Task statement: The word "below" marks the lines to report; pull each of them from the listing.

Information supplied:
* * * * *
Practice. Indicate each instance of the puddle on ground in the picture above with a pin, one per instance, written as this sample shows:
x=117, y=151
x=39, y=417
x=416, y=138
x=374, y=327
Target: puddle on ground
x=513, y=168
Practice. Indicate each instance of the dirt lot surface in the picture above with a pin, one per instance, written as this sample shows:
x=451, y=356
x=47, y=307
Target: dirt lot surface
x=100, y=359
* * * * *
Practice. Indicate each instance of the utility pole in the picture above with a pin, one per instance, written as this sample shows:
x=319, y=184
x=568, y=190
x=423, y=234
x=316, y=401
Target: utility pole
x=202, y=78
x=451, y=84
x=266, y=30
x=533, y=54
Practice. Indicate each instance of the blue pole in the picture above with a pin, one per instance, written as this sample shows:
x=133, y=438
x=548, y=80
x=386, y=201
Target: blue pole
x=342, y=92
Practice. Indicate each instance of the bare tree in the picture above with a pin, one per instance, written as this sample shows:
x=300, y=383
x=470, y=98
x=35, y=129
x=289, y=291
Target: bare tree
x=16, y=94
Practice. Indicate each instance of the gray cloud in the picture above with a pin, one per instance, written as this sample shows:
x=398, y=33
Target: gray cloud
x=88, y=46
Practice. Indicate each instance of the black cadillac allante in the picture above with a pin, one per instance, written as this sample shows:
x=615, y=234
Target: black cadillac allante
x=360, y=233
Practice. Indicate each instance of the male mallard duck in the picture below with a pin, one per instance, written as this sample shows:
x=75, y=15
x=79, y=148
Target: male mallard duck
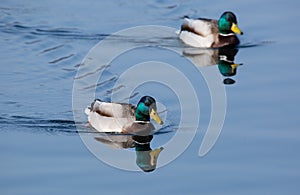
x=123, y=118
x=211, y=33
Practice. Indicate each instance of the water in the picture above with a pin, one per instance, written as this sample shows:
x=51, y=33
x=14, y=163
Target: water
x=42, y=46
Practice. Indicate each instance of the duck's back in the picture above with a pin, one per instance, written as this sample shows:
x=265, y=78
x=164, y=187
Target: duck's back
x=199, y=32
* * * * *
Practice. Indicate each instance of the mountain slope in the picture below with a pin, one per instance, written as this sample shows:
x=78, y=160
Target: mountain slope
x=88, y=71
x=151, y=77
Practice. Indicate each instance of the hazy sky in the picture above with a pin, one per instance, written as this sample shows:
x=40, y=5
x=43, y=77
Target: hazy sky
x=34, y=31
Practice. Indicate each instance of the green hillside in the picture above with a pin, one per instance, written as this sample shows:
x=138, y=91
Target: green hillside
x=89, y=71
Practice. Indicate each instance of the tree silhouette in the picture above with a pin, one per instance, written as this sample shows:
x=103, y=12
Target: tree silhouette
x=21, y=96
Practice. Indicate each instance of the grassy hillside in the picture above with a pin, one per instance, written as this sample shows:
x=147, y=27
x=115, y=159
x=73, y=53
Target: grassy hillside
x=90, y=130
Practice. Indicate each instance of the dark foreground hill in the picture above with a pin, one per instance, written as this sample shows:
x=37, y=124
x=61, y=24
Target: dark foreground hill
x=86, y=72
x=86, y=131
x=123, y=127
* * * * *
Problem solution:
Practice. Indicate each instance of the male mallard duck in the picture below with a pin, one per instance, written as this sample shows:
Practice. Indicate each instance of the mountain slope in the picture below with a pin, one per instance, written as this sample shows:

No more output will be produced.